_Exercise objective_
Could you quote every one of the lines below word for word, leaving the pictures out of your answer?

_Provided material_
--- Start ---

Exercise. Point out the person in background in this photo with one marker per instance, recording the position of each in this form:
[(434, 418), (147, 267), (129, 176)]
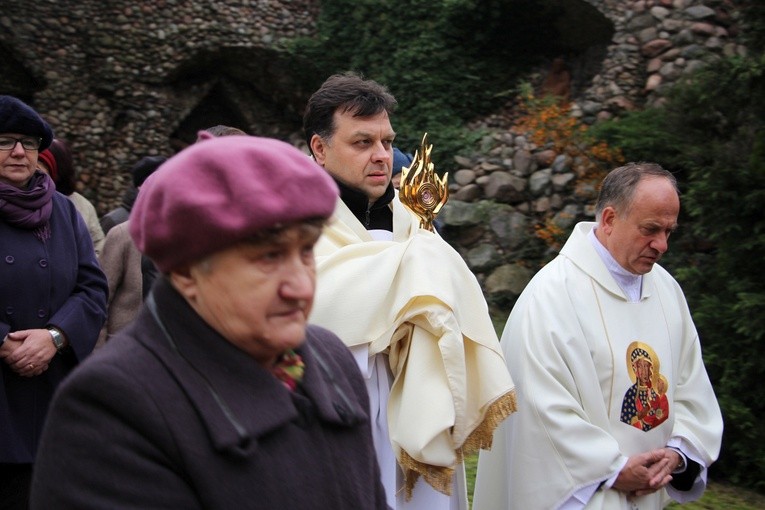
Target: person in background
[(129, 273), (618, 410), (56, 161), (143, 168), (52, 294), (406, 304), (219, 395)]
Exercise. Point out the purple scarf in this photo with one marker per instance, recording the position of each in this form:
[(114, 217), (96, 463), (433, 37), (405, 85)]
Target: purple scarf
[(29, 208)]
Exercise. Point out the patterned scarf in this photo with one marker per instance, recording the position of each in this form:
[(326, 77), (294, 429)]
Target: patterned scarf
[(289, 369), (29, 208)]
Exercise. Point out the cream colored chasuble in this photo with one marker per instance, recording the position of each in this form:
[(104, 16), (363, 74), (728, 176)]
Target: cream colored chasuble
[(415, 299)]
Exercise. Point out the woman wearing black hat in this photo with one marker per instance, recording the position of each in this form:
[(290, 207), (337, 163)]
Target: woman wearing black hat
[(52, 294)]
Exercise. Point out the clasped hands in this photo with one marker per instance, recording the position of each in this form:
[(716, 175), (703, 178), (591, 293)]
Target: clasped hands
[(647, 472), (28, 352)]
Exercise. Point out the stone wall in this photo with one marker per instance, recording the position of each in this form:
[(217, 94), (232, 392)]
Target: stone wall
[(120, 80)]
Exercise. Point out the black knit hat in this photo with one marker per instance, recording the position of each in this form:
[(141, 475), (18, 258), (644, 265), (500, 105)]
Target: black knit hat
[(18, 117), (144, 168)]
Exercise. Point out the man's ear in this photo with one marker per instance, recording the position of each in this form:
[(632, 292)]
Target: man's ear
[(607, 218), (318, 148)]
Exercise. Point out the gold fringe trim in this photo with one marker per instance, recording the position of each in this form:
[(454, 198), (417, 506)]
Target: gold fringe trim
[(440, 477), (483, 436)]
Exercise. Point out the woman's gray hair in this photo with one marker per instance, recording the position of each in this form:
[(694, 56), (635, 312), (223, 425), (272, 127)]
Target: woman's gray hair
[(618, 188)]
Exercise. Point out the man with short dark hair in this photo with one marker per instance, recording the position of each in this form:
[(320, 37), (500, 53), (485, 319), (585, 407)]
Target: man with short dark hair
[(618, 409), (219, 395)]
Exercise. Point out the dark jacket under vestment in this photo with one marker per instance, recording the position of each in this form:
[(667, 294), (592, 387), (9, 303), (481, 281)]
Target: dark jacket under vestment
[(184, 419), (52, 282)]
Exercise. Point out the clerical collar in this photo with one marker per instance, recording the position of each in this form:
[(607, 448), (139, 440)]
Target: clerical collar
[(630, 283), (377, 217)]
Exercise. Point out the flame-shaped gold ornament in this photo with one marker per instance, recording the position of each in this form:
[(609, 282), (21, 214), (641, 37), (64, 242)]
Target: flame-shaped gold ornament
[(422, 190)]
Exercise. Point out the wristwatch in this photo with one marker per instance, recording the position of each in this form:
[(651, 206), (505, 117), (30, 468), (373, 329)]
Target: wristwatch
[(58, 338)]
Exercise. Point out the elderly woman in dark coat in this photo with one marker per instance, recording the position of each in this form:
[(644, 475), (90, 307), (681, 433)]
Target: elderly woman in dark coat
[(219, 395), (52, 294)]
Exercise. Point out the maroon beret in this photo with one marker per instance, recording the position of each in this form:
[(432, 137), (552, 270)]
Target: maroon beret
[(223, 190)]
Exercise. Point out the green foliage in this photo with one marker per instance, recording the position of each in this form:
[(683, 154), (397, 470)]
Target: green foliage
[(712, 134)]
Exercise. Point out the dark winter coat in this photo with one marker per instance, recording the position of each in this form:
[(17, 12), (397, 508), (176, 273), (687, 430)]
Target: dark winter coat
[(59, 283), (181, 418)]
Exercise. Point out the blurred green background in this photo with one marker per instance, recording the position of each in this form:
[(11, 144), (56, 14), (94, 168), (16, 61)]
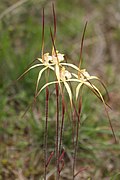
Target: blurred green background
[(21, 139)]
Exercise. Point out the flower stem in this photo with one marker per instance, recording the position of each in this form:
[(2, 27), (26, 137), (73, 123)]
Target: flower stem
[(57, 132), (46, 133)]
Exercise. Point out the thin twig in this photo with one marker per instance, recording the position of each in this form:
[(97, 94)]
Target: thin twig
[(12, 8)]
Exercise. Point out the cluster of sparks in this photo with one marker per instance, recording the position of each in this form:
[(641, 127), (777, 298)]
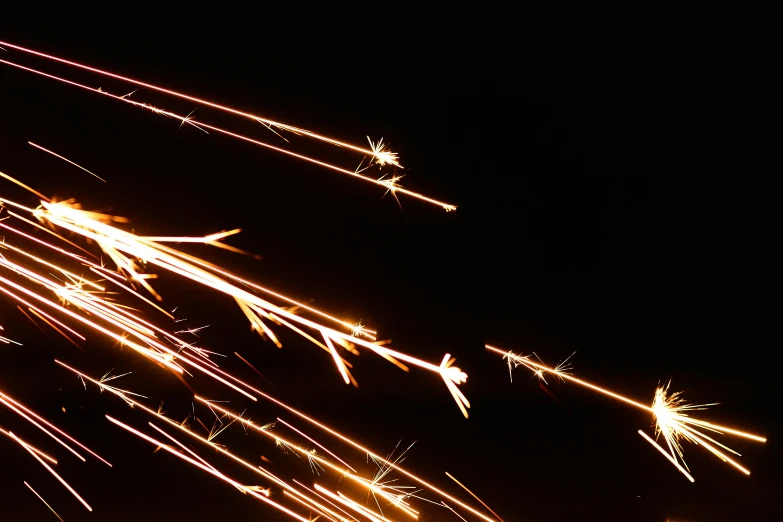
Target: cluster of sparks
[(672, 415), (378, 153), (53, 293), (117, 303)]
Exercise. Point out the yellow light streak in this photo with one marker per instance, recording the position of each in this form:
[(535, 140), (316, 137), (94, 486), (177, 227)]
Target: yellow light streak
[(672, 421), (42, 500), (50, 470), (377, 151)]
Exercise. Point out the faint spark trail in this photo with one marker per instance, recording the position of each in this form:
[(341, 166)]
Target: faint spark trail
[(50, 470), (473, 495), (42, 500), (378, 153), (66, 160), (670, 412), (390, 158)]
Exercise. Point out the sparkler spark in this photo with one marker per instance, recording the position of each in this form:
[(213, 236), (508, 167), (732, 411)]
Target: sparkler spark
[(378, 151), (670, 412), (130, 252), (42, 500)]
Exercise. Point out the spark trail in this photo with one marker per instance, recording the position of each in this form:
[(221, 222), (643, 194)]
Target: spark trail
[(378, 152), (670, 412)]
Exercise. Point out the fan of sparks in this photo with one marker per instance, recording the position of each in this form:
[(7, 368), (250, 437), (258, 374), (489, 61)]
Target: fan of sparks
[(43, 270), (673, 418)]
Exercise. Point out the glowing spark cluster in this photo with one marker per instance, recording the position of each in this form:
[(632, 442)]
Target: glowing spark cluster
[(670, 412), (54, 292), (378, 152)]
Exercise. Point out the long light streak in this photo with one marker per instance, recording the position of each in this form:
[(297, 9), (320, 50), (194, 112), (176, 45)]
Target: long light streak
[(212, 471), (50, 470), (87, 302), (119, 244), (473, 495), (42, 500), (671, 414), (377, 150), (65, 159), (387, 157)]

--- End ---

_Exercise output_
Exercise. Point out the person in background in this photo with one marker per instance, recording the position of each in this form:
[(434, 418), (147, 267), (129, 176)]
Target: person in background
[(129, 273), (618, 410), (56, 161), (143, 168), (52, 294), (406, 304), (219, 395)]
Exercise. Point out the purple scarf in this photo with one marker per instance, recording the position of each in this form:
[(114, 217), (96, 463), (433, 37), (405, 85)]
Target: purple scarf
[(29, 208)]
Exercise. Point out the patterned scarf in this photo with one marker per instance, recording the position of each in this form:
[(326, 77), (294, 429)]
Target: patterned scarf
[(289, 369), (29, 208)]
Exercise. Point out the cream colored chasuble in this photo with one marker per instance, recording the position of each in this form:
[(104, 16), (363, 74), (728, 176)]
Target: cream colored chasuble
[(415, 299)]
Exercise. Point out the woman wearing black hat in this photo with one marker per instance, recording the position of each in this form:
[(290, 207), (337, 163)]
Target: woman wearing black hat
[(52, 294)]
Exercise. Point out the clasped hands in this photo with one marker per instance, recording the position of each in this form:
[(716, 175), (703, 178), (591, 293)]
Target: clasped hands
[(647, 472), (28, 352)]
Exercise. Point out the stone wall in this photo with one marker per instance, recording the position of each in this form:
[(217, 94), (232, 392)]
Target: stone wall
[(120, 80)]
Exercise. Point out the black knit hat in this photo with one marker per instance, recording the position of each in this form:
[(141, 475), (18, 258), (644, 265), (500, 105)]
Target: black knit hat
[(18, 117), (144, 168)]
Exercise. Point out the man's ear in this photo with one marker per instance, recording the position of each in this form:
[(632, 292)]
Target: man's ear
[(607, 218), (318, 148)]
Exercise. Point out the gold fringe trim in this photo with one marker per instance, recording the position of each in this form:
[(454, 198), (417, 506)]
Target: gold fringe trim
[(440, 477), (483, 436)]
Exercise. Point out the woman's gray hair in this photo with one marker per instance, recording the position of each in this form:
[(694, 56), (635, 312), (223, 425), (272, 127)]
Target: woman's gray hair
[(618, 188)]
Exercise. Point out the man with short dark hair in this photo with one marker per instance, recording the position of each in this form:
[(320, 37), (500, 53), (485, 319), (585, 407)]
Target: man with short dark hair
[(618, 409), (219, 395)]
Exercise. Point out the dark jacket under vestment in this photo with one marker per instance, recording the position of each in this form:
[(667, 294), (592, 387), (9, 303), (481, 281)]
Target: dark jacket under vestment
[(184, 419), (52, 282)]
Exercise. Point out the clerical collar in this photo with one marker per instance, recording the position of each in this form:
[(607, 448), (139, 440)]
Target: clerical collar
[(630, 283), (377, 217)]
Exercise. Point out the flame-shaped gold ornament in this photo with one marker per instance, recording the position of each in this form:
[(609, 282), (21, 214), (641, 37), (64, 242)]
Target: flame-shaped gold ornament
[(422, 190)]
Exercise. Point out the wristwatch in this photo with one marker per instance, recording the position of each in this form:
[(651, 206), (505, 117), (30, 468), (373, 329)]
Target: wristwatch
[(58, 338)]
Exercise. Point out the elderly woman in dark coat in this photo with one marker per instance, recording the position of each in this form:
[(644, 475), (90, 307), (681, 433)]
Target: elderly woman in dark coat
[(219, 395), (52, 294)]
Exercise. Point out the maroon beret in this photo with one marker per instance, recording the position of each in this form:
[(432, 137), (552, 270)]
Target: maroon beret
[(223, 190)]
Exercise. Point out the green foliage in this photo with one marker per instance, recording the position of each in this form:
[(683, 154), (397, 470)]
Target: green foliage
[(712, 134)]
Exercise. Point out the dark winter coat in this photo with one marker per instance, recording the position of each in this form:
[(17, 12), (397, 508), (176, 273), (687, 430)]
Target: dark winter coat
[(59, 283), (181, 418)]
Exercise. Point out the blurred green background in this photo with one marker per instance, recording the position of each in this form:
[(11, 144), (56, 14), (94, 168), (16, 61)]
Target: blurred green background
[(21, 139)]
Exercise. Point out the flower stem in this photo with one marker per instance, recording the position of each in this form:
[(2, 27), (26, 137), (73, 123)]
Target: flower stem
[(57, 132), (46, 133)]
Exercise. Point out the thin twig in this photo with one marker per instance, recording the position of each in this form:
[(97, 94)]
Target: thin twig
[(12, 8)]
Exercise. Point out the cluster of sparks in this photo with one marker per instance, recording the position of each in this form:
[(641, 127), (777, 298)]
Target: cluster of sparks
[(672, 415), (378, 153), (53, 293), (117, 303)]
Exercise. Point out the yellow light streak in this photo with one marker per instance, recording the position of each in this form:
[(535, 140), (316, 137), (94, 486), (177, 227)]
Target: yellow light streak
[(672, 421), (42, 500), (50, 470), (377, 151)]
Exercise. Point out the faint spark trail in this photo with one marker per instance, recording the position of each in this form:
[(341, 166)]
Target: faint spark trail
[(50, 470), (473, 495), (42, 500), (378, 153), (66, 160), (670, 412), (390, 158)]
Exercise. Point out the sparkler spark in this photo with one marker per instance, recording the position of each in this form:
[(213, 236), (508, 167), (732, 411)]
Target: sparkler spark
[(378, 151), (670, 412), (130, 252), (42, 500)]
Exercise. Point out the spark trail in this photo with one marker per instance, recording the position of each in this form:
[(221, 222), (643, 194)]
Target: spark trail
[(378, 152), (670, 412)]
Exercise. Point out the fan of sparks in this photo with one marker per instance, recording the position of each in this form:
[(7, 368), (250, 437), (258, 374), (489, 61)]
Target: fan of sparks
[(43, 270), (673, 418)]
Exercise. Point out the glowing spark cluster in this photo with one marker per instance, recording the position of each in this form:
[(632, 442)]
Target: glowing spark cluster
[(670, 412), (54, 292), (378, 152)]
Exercise. Point out the long light streak in this photo with one marker per instance, recording the position of each in this form:
[(297, 9), (320, 50), (194, 112), (176, 45)]
Target: long light streak
[(212, 471), (50, 470), (87, 302), (119, 244), (473, 495), (42, 500), (671, 414), (377, 150), (65, 159), (387, 157)]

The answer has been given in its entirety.